Für Molfenter ist diese Vorschrift „eine Hürde, an der ich ständig zu knabbern habe“. Alle zwei bis drei Monate erlebe er, dass Babelsberg als Produktionsstandort für Mega-Filme ins Hintertreffen gerate, weil die Zuschuss-Höhe unwägbar sei. Molfenter plädiert daher vehement für eine Änderung. „Ohne die Begrenzung wäre es wesentlich leichter, wirtschaftlich sehr attraktive Filme hierher zu holen.“ Bereits im Frühjahr 2010 hatte Studio Babelsberg AG-Vorstandschef Carl Woebcken ebenso gefordert, die Vier-Millionen-Grenze abzuschaffen.

Ob die Zuschuss-Grenze fällt, scheint derzeit offen. Der 2007 eingeführte Filmförderfonds gilt als Erfolgsmodell – von dem ohnehin besonders Studio Babelsberg profitiert. Vergeben werden jährlich 60 Millionen Euro. Das Geld muss, selbst wenn ein Film Gewinn macht, nicht zurückgezahlt werden: Der DFFF erstattet Produzenten 16 bis 20 Prozent ihrer in Deutschland angefallenen Kosten. 2010 bekamen nach Angaben von Kulturstaatsminister Bernd Neumann (CDU) 114 Filme Geld, insgesamt 58,9 Millionen Euro. Durch die Förderung seien „wirtschaftliche Effekte“ von 340 Millionen Euro ausgelöst worden: Ein Euro aus dem DFFF löse Ausgaben von sechs Euro aus.

Bisher floss jedes Jahr ein Großteil des 60-Millionen-Topfs in Produktionen, die in Babelsberg entstanden. 2010 wurde der höchste DFFF-Zuschuss dem Film „Die drei Musketiere“ mit Orlando Bloom, Christoph Waltz und Milla Jovovich zugesprochen: 7,5 Millionen Euro bekam die erste 3D-Produktion, die nahezu ausschließlich in Deutschland realisiert wurde. Studio Babelsberg ist Koproduzent, war Dienstleister beim Dreh und baute unter anderem beeindruckende Venedig-Kulissen für das Action-Spektakel.

_Gestelltes Ziel A_: Welcher Film erhielt laut dem Text über die Filmförderung 2010 den höchsten DFFF-Zuschuss, und wie hoch war dieser?

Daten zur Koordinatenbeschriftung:
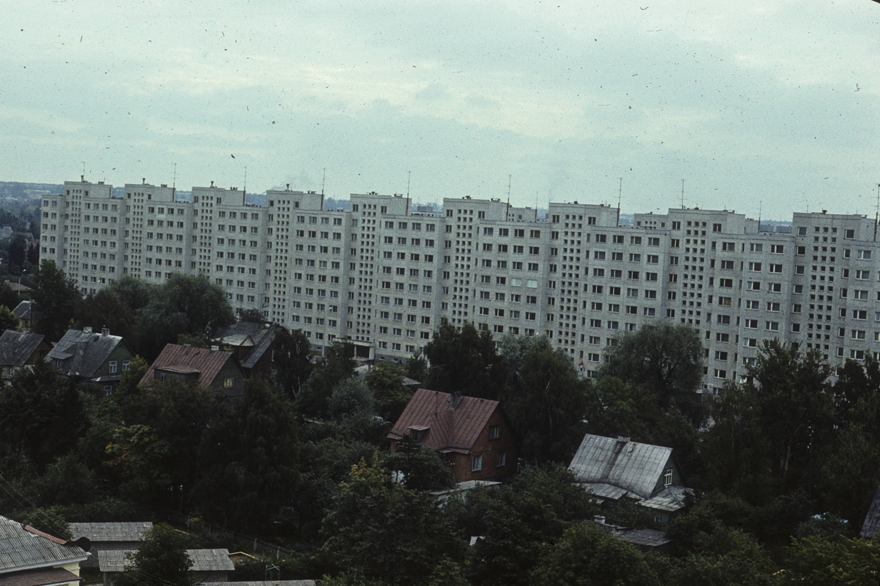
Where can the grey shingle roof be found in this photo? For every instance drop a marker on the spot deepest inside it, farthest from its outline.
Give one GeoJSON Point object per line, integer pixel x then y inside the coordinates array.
{"type": "Point", "coordinates": [17, 347]}
{"type": "Point", "coordinates": [24, 310]}
{"type": "Point", "coordinates": [246, 333]}
{"type": "Point", "coordinates": [204, 560]}
{"type": "Point", "coordinates": [614, 465]}
{"type": "Point", "coordinates": [85, 351]}
{"type": "Point", "coordinates": [23, 548]}
{"type": "Point", "coordinates": [100, 532]}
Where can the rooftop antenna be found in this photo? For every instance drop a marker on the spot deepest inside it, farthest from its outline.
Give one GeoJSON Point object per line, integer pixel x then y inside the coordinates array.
{"type": "Point", "coordinates": [509, 181]}
{"type": "Point", "coordinates": [619, 197]}
{"type": "Point", "coordinates": [877, 213]}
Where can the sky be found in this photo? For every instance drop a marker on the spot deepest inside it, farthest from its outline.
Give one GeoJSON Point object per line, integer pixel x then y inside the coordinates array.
{"type": "Point", "coordinates": [763, 107]}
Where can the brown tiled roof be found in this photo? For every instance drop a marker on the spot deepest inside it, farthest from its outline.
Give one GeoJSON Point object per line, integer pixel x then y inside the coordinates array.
{"type": "Point", "coordinates": [187, 359]}
{"type": "Point", "coordinates": [448, 429]}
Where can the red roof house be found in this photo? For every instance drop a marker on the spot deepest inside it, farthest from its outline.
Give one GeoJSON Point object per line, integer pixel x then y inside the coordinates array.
{"type": "Point", "coordinates": [212, 368]}
{"type": "Point", "coordinates": [472, 434]}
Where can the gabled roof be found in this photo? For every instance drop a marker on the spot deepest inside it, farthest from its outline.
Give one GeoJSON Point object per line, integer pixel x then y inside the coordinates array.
{"type": "Point", "coordinates": [98, 532]}
{"type": "Point", "coordinates": [204, 560]}
{"type": "Point", "coordinates": [189, 360]}
{"type": "Point", "coordinates": [24, 548]}
{"type": "Point", "coordinates": [17, 347]}
{"type": "Point", "coordinates": [872, 520]}
{"type": "Point", "coordinates": [24, 310]}
{"type": "Point", "coordinates": [244, 333]}
{"type": "Point", "coordinates": [447, 429]}
{"type": "Point", "coordinates": [86, 351]}
{"type": "Point", "coordinates": [616, 467]}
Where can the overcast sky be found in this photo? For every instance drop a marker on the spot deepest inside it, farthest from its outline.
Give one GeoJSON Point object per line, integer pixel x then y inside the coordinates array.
{"type": "Point", "coordinates": [767, 107]}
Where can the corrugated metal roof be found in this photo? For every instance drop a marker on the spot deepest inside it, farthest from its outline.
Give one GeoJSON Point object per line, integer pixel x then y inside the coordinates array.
{"type": "Point", "coordinates": [87, 351]}
{"type": "Point", "coordinates": [22, 547]}
{"type": "Point", "coordinates": [448, 429]}
{"type": "Point", "coordinates": [872, 520]}
{"type": "Point", "coordinates": [189, 358]}
{"type": "Point", "coordinates": [98, 532]}
{"type": "Point", "coordinates": [17, 347]}
{"type": "Point", "coordinates": [244, 333]}
{"type": "Point", "coordinates": [628, 465]}
{"type": "Point", "coordinates": [203, 560]}
{"type": "Point", "coordinates": [40, 577]}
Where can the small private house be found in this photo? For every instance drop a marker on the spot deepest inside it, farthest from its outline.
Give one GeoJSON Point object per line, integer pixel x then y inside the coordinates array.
{"type": "Point", "coordinates": [24, 311]}
{"type": "Point", "coordinates": [109, 536]}
{"type": "Point", "coordinates": [21, 349]}
{"type": "Point", "coordinates": [29, 557]}
{"type": "Point", "coordinates": [472, 434]}
{"type": "Point", "coordinates": [208, 565]}
{"type": "Point", "coordinates": [616, 468]}
{"type": "Point", "coordinates": [88, 356]}
{"type": "Point", "coordinates": [211, 368]}
{"type": "Point", "coordinates": [252, 344]}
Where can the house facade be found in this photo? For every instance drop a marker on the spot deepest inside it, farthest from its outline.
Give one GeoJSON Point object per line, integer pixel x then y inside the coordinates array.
{"type": "Point", "coordinates": [473, 435]}
{"type": "Point", "coordinates": [97, 358]}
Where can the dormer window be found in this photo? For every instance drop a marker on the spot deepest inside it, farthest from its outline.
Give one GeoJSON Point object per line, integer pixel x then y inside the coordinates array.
{"type": "Point", "coordinates": [418, 432]}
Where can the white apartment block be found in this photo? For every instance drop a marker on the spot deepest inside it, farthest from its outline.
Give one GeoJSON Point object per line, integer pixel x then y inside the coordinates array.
{"type": "Point", "coordinates": [383, 276]}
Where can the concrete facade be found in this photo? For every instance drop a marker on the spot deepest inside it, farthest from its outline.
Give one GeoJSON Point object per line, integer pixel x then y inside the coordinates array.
{"type": "Point", "coordinates": [384, 276]}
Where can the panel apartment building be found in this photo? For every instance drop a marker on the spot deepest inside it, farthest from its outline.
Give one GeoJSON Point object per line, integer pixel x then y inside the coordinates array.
{"type": "Point", "coordinates": [383, 276]}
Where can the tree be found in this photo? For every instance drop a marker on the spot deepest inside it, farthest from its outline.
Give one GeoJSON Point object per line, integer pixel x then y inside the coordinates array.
{"type": "Point", "coordinates": [547, 402]}
{"type": "Point", "coordinates": [41, 415]}
{"type": "Point", "coordinates": [8, 321]}
{"type": "Point", "coordinates": [665, 358]}
{"type": "Point", "coordinates": [587, 556]}
{"type": "Point", "coordinates": [336, 367]}
{"type": "Point", "coordinates": [106, 309]}
{"type": "Point", "coordinates": [55, 299]}
{"type": "Point", "coordinates": [831, 561]}
{"type": "Point", "coordinates": [160, 560]}
{"type": "Point", "coordinates": [293, 364]}
{"type": "Point", "coordinates": [386, 531]}
{"type": "Point", "coordinates": [390, 394]}
{"type": "Point", "coordinates": [248, 460]}
{"type": "Point", "coordinates": [465, 361]}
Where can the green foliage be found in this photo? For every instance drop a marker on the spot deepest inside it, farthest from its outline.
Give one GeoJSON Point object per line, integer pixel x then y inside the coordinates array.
{"type": "Point", "coordinates": [106, 309]}
{"type": "Point", "coordinates": [422, 469]}
{"type": "Point", "coordinates": [390, 394]}
{"type": "Point", "coordinates": [665, 358]}
{"type": "Point", "coordinates": [293, 364]}
{"type": "Point", "coordinates": [55, 298]}
{"type": "Point", "coordinates": [161, 558]}
{"type": "Point", "coordinates": [586, 556]}
{"type": "Point", "coordinates": [832, 561]}
{"type": "Point", "coordinates": [336, 367]}
{"type": "Point", "coordinates": [547, 402]}
{"type": "Point", "coordinates": [249, 459]}
{"type": "Point", "coordinates": [8, 321]}
{"type": "Point", "coordinates": [41, 415]}
{"type": "Point", "coordinates": [350, 396]}
{"type": "Point", "coordinates": [465, 361]}
{"type": "Point", "coordinates": [385, 531]}
{"type": "Point", "coordinates": [183, 304]}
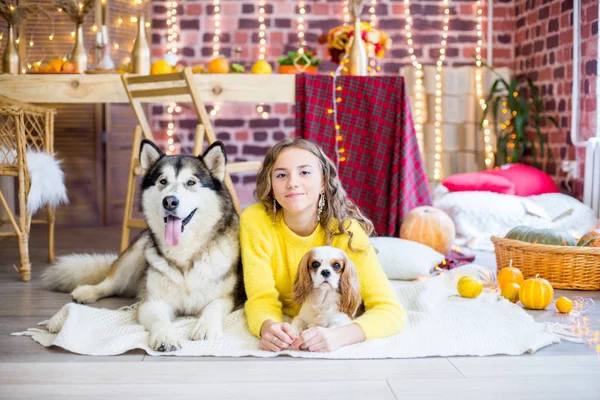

_Gestelltes Ziel B_: Stelle den Abschnitt der Datensätze, der mit der Zeile beginnt, die „Where can the tree“ enthält, und bis zum Ende der Datensätze reicht, als JSON-Liste von Zeichenketten dar. Verwende dabei eine Zeichenkette pro Zeile, lass Leerzeilen weg und nimm keine Bilder in die Antwort auf.

_Erwartete Antwort A_: „Die drei Musketiere“ erhielt 7,5 Millionen Euro.

_Erwartete Antwort B_:
[
  "Where can the tree be found in this photo? For every instance drop a marker on the spot deepest inside it, farthest from its outline.",
  "Give one GeoJSON Point object per line, integer pixel x then y inside the coordinates array.",
  "{\"type\": \"Point\", \"coordinates\": [547, 402]}",
  "{\"type\": \"Point\", \"coordinates\": [41, 415]}",
  "{\"type\": \"Point\", \"coordinates\": [8, 321]}",
  "{\"type\": \"Point\", \"coordinates\": [665, 358]}",
  "{\"type\": \"Point\", \"coordinates\": [587, 556]}",
  "{\"type\": \"Point\", \"coordinates\": [336, 367]}",
  "{\"type\": \"Point\", \"coordinates\": [106, 309]}",
  "{\"type\": \"Point\", \"coordinates\": [55, 299]}",
  "{\"type\": \"Point\", \"coordinates\": [831, 561]}",
  "{\"type\": \"Point\", \"coordinates\": [160, 560]}",
  "{\"type\": \"Point\", \"coordinates\": [293, 364]}",
  "{\"type\": \"Point\", \"coordinates\": [386, 531]}",
  "{\"type\": \"Point\", \"coordinates\": [390, 394]}",
  "{\"type\": \"Point\", \"coordinates\": [248, 460]}",
  "{\"type\": \"Point\", \"coordinates\": [465, 361]}",
  "Where can the green foliage be found in this photo? For every instance drop a marker on the spot deepest inside it, farthest from its outline.",
  "Give one GeoJSON Point object per line, integer pixel x then y inside the coordinates array.",
  "{\"type\": \"Point\", \"coordinates\": [106, 309]}",
  "{\"type\": \"Point\", \"coordinates\": [422, 469]}",
  "{\"type\": \"Point\", \"coordinates\": [390, 394]}",
  "{\"type\": \"Point\", \"coordinates\": [665, 358]}",
  "{\"type\": \"Point\", \"coordinates\": [293, 364]}",
  "{\"type\": \"Point\", \"coordinates\": [55, 298]}",
  "{\"type\": \"Point\", \"coordinates\": [161, 558]}",
  "{\"type\": \"Point\", \"coordinates\": [586, 556]}",
  "{\"type\": \"Point\", \"coordinates\": [832, 561]}",
  "{\"type\": \"Point\", \"coordinates\": [336, 367]}",
  "{\"type\": \"Point\", \"coordinates\": [547, 402]}",
  "{\"type\": \"Point\", \"coordinates\": [249, 459]}",
  "{\"type\": \"Point\", \"coordinates\": [8, 321]}",
  "{\"type\": \"Point\", \"coordinates\": [41, 415]}",
  "{\"type\": \"Point\", \"coordinates\": [350, 396]}",
  "{\"type\": \"Point\", \"coordinates\": [465, 361]}",
  "{\"type\": \"Point\", \"coordinates\": [385, 531]}",
  "{\"type\": \"Point\", \"coordinates\": [183, 304]}"
]